YOUR INSTRUCTIONS:
Rewrite the records below, replacing every occurrence of "place one marker per instance" with "mark each instance with a single point" and leaving everything else as it is. Omit the pictures from your answer.
○ ○ ○ ○
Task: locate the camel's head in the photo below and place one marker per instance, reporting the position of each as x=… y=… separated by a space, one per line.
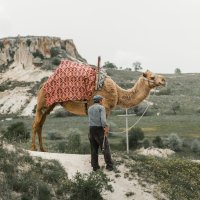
x=154 y=80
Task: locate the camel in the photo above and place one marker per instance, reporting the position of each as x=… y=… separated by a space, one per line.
x=114 y=96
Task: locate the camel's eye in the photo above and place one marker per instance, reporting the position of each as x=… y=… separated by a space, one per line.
x=152 y=78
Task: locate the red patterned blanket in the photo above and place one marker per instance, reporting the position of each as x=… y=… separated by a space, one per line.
x=70 y=81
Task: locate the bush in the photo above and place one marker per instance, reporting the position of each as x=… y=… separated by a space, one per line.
x=73 y=143
x=62 y=146
x=56 y=61
x=174 y=142
x=195 y=146
x=54 y=51
x=158 y=142
x=135 y=134
x=89 y=187
x=146 y=143
x=164 y=91
x=17 y=132
x=54 y=136
x=38 y=54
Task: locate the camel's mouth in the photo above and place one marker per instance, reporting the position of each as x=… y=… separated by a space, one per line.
x=162 y=82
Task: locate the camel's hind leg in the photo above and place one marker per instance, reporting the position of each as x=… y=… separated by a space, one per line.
x=37 y=125
x=41 y=112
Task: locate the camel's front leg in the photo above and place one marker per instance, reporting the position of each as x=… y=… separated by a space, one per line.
x=33 y=146
x=40 y=140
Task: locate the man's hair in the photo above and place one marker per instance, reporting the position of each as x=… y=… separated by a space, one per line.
x=97 y=98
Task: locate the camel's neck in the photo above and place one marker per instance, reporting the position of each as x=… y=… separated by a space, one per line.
x=131 y=97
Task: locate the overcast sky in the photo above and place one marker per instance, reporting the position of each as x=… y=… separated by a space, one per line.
x=161 y=34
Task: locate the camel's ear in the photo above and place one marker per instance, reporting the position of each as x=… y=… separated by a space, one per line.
x=145 y=74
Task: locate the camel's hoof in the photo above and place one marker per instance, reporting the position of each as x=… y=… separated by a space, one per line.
x=33 y=149
x=42 y=150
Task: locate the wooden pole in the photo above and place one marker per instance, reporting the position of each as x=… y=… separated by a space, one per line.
x=127 y=139
x=97 y=72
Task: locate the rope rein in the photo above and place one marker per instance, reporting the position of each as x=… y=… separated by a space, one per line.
x=142 y=113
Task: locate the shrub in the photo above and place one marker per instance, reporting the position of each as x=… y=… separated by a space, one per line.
x=62 y=146
x=73 y=143
x=54 y=51
x=56 y=61
x=164 y=91
x=53 y=135
x=146 y=143
x=174 y=142
x=16 y=132
x=38 y=54
x=195 y=146
x=89 y=186
x=1 y=45
x=135 y=134
x=158 y=142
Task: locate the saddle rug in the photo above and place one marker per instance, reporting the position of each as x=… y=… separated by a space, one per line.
x=70 y=81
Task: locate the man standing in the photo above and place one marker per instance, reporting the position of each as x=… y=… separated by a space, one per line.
x=98 y=133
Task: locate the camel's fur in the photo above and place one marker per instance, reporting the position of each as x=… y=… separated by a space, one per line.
x=113 y=96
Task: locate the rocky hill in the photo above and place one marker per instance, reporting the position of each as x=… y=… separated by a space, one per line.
x=24 y=64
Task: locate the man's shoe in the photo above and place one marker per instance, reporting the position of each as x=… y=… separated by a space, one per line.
x=96 y=168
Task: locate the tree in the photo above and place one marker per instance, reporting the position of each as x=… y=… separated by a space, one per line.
x=135 y=135
x=175 y=107
x=137 y=66
x=177 y=71
x=109 y=65
x=1 y=45
x=157 y=141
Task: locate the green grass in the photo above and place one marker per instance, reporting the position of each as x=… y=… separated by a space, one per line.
x=177 y=178
x=186 y=126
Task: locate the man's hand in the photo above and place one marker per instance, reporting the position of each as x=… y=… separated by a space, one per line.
x=106 y=130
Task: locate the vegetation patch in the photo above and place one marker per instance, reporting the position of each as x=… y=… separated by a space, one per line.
x=24 y=177
x=177 y=178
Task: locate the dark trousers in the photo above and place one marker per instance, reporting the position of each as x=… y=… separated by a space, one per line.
x=96 y=137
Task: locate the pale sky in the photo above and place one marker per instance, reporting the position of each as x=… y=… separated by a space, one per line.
x=161 y=34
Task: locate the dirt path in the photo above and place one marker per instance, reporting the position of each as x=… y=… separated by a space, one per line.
x=123 y=186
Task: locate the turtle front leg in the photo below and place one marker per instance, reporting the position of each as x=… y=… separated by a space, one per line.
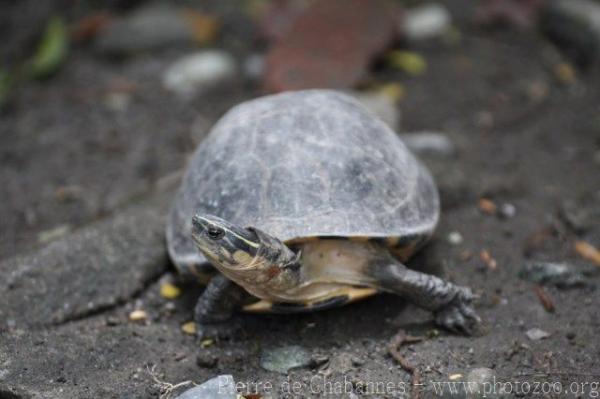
○ ○ ○ ○
FULL ANSWER:
Task: locate the camel's head in the photo below and mark each instance with a single point, reporting the position of each as x=… y=… separated by a space, one per line.
x=154 y=80
Task: locate the camel in the photo above and mark each instance with a single point, reporting the position of each as x=… y=… separated by a space, one per line.
x=114 y=96
Task: locate the camel's eye in the photo above and mark each instance with a single point, reporting the position of each as x=… y=… separated by a space, one per line.
x=152 y=78
Task: locate the red patterned blanket in the photo above and mark each instance with a single point, reporting the position of each as x=… y=… separated by a space, one per line.
x=70 y=81
Task: locate the bush in the photo above and mark each instance with a single point, reporting the position of each as x=… y=… separated by a space, one per line.
x=73 y=143
x=62 y=146
x=56 y=61
x=174 y=142
x=195 y=146
x=54 y=51
x=158 y=142
x=135 y=134
x=89 y=187
x=146 y=143
x=164 y=91
x=17 y=132
x=54 y=136
x=38 y=54
Task: locate the camel's mouth in the photo above and mark each instance with a single point, reporting the position of each as x=… y=… separated by a space, one per line.
x=162 y=82
Task: locate the camel's hind leg in the photo above and mark each instance with a single point, reporting the position of each as x=… y=… separated by a space, one per line.
x=37 y=125
x=41 y=112
Task: locate the camel's front leg in the photo above and mark each instance with a single point, reporting the position of each as x=… y=… separated by a space, one per line.
x=33 y=146
x=40 y=140
Task: locate the man's hair in the photo above and mark each instance with a single point, reporting the position of each as x=… y=… separated by a space, one per line.
x=97 y=98
Task: locate the camel's neck in the photo above and mark each instance with a single point, reporting the position of each as x=… y=… separated by a space, one per line.
x=131 y=97
Task: locate the overcast sky in the photo above and mark each instance with a single point, reporting the position of each as x=… y=… separated by a space, one per line.
x=161 y=34
Task: locate the camel's ear in the photo above and mark each instance with a single point, reporting the position of each as x=… y=… separated by a space, one per line.
x=145 y=74
Task: locate the camel's hoof in the photo above and mark each instance with a single point, reporting the position of each as x=… y=… separated by a space, one per line.
x=33 y=149
x=42 y=150
Task: locate the wooden pole in the photo above and mark each instance with a single point, reporting the position of each as x=… y=… separated by a space, one per line.
x=127 y=139
x=97 y=72
Task: locate the rope rein in the photo above and mark each instance with a single point, reporting the position of each as x=… y=… separated by a space, one per line.
x=142 y=113
Task: locate the shrub in the photo above and mark each instance with a single point, reporting the position of each as x=… y=… separated by a space, one per line.
x=62 y=146
x=73 y=143
x=54 y=51
x=56 y=61
x=164 y=91
x=53 y=135
x=146 y=143
x=174 y=142
x=16 y=132
x=38 y=54
x=195 y=146
x=89 y=186
x=1 y=45
x=135 y=134
x=158 y=142
Task: locate the saddle rug in the photo above and mark each instance with a single point, reporting the position of each as x=… y=… separated by a space, one per line.
x=70 y=81
Task: locate the man standing in the photo above and mark each instance with a single point, reporting the position of each as x=… y=… separated by a space, one per line.
x=98 y=133
Task: locate the camel's fur in the photo above and mark each instance with a single point, reporting the position of each as x=… y=… separated by a space, one per line.
x=113 y=96
Task: locate the rocky hill in the photo above and mark each instance with a single point, reporting the position of each as x=… y=… separated by a space, one per line.
x=24 y=64
Task: locate the man's shoe in the photo above and mark each instance with a single point, reporting the position of each as x=… y=… separated by a space, one per line.
x=96 y=168
Task: locate the tree in the photo above and mark each instance with a single point, reporting the position of each as x=… y=… separated by a space, one per line.
x=135 y=135
x=175 y=107
x=137 y=66
x=177 y=71
x=109 y=65
x=1 y=45
x=157 y=141
Task: locate the green grass in the photo above and mark each instance with a single point, reporting the position of each as x=… y=… separated by a space, one per line.
x=177 y=178
x=186 y=126
Task: locate the man's hand in the photo above and mark each instance with a single point, reporting the position of each as x=… y=… separated by a space, one per line.
x=106 y=130
Task: locate the vegetation patch in the photo above and mark each instance with a single point, reporting the position of each as x=… y=… separated by a space, one per line.
x=24 y=177
x=177 y=178
Task: locate the dark trousers in the photo above and mark each instance with a single point, reporting the position of each as x=… y=… separated by a space, one per line.
x=96 y=137
Task: locate the pale sky in the photo above and mark each instance with a single point, reporting the position of each as x=… y=… separated by a space, one per line.
x=161 y=34
Task: locate the dirt path in the photo above and mark each instance with a single point, reporting the position of each as x=… y=… separated by a space, one per line.
x=123 y=186
Task: locate the turtle front leg in the photo below and mark each instance with a single point, reporting the position of each as x=… y=… separated by a space, one per line.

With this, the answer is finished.